* [Text passage]
---*---
As
United prepare for Saturday's trip to the JJB Stadium,
ManUtd.com takes a look at some weird and wonderful Latics facts...
- Both Wigan Athletic football club and Wigan Warriors rugby club lost their first games at the JJB Stadium. Wigan Athletic lost 2-0 to
United in a friendly match while Wigan Warriors lost in a Super League Play-off match against Castleford Tigers.

- Owen Hargreaves inherited some of his footballing talent from his father, who played in midfield for Bolton Wanderers and Wigan Athletic – his dad is still a big Bolton fan.
- The barriers on the club’s old Popular Side stand at Springfield Park were bought from Aston Villa’s Holte End in 1994.
- Former Soviet Union president Mikhail Gorbachev is an avid Wigan fan, or at least that was the popular myth in the 1980s. Commercial manager Peter Fillingham recently admitted the story was dreamed up as a publicity stunt after a 1970 friendly with Soviet team Metallist Kharkhov.
“We even went as far as sending programmes to the Kremlin,” he said. The tale was first reported in the Bangkok Daily Post by a British reporter, Roger Crutchley. He embellished the story, claiming that Gorbachev stopped jamming BBC radio broadcasts so he could keep up-to-date with English footy scores.
- Wigan were the last team to be elected into the Football League before automatic promotion and relegation was introduced in 1987.
- Skipper Arjan de Zeeuw has a doctorate in tropical diseases.
- Dave Whelan was singled out by Matt Busby in 1957/58 season as
“one of the most improved players of the season”.
---*---
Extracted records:

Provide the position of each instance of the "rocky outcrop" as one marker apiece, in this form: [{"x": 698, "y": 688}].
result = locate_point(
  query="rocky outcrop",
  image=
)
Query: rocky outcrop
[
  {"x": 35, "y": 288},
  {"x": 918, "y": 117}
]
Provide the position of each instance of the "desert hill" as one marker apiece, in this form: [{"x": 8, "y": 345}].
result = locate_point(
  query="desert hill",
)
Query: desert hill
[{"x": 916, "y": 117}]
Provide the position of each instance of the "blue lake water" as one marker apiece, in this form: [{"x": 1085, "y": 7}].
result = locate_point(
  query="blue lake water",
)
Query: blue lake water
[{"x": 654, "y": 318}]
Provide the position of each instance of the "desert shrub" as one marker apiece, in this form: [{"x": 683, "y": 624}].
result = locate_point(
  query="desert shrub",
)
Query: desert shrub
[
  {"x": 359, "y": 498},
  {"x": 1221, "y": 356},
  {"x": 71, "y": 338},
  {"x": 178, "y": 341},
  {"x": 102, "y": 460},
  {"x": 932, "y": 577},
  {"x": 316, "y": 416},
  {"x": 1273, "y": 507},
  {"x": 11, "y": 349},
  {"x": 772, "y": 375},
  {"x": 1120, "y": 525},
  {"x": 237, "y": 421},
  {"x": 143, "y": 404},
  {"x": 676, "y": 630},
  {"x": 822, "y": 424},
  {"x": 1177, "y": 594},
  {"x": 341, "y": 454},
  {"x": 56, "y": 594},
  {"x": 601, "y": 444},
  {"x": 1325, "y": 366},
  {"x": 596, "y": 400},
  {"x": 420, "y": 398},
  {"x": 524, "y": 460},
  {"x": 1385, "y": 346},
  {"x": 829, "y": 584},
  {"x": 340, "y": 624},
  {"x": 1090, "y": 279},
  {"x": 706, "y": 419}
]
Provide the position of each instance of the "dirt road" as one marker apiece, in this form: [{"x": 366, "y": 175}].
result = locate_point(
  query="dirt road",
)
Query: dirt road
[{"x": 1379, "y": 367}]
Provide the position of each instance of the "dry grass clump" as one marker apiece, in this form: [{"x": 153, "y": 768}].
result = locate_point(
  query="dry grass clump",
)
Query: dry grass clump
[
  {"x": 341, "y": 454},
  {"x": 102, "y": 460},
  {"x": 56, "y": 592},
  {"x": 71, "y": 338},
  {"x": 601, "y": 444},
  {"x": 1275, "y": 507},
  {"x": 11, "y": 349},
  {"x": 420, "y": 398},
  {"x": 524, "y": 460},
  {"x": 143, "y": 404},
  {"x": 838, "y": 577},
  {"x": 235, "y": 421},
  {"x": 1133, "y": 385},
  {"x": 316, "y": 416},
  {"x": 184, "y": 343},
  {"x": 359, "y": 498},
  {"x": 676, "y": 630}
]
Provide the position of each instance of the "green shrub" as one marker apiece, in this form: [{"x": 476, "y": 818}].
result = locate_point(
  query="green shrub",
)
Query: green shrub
---*---
* [Study questions]
[a] According to the Latics facts text, where did the barriers on the old Popular Side stand at Springfield Park come from?
[b] Please echo word for word the part of the Latics facts text that opens with the words containing "- The barriers" and closes with "in tropical diseases.".

* [Solutions to each task]
[a] They were bought from Aston Villa's Holte End in 1994.

[b]
- The barriers on the club’s old Popular Side stand at Springfield Park were bought from Aston Villa’s Holte End in 1994.
- Former Soviet Union president Mikhail Gorbachev is an avid Wigan fan, or at least that was the popular myth in the 1980s. Commercial manager Peter Fillingham recently admitted the story was dreamed up as a publicity stunt after a 1970 friendly with Soviet team Metallist Kharkhov.
“We even went as far as sending programmes to the Kremlin,” he said. The tale was first reported in the Bangkok Daily Post by a British reporter, Roger Crutchley. He embellished the story, claiming that Gorbachev stopped jamming BBC radio broadcasts so he could keep up-to-date with English footy scores.
- Wigan were the last team to be elected into the Football League before automatic promotion and relegation was introduced in 1987.
- Skipper Arjan de Zeeuw has a doctorate in tropical diseases.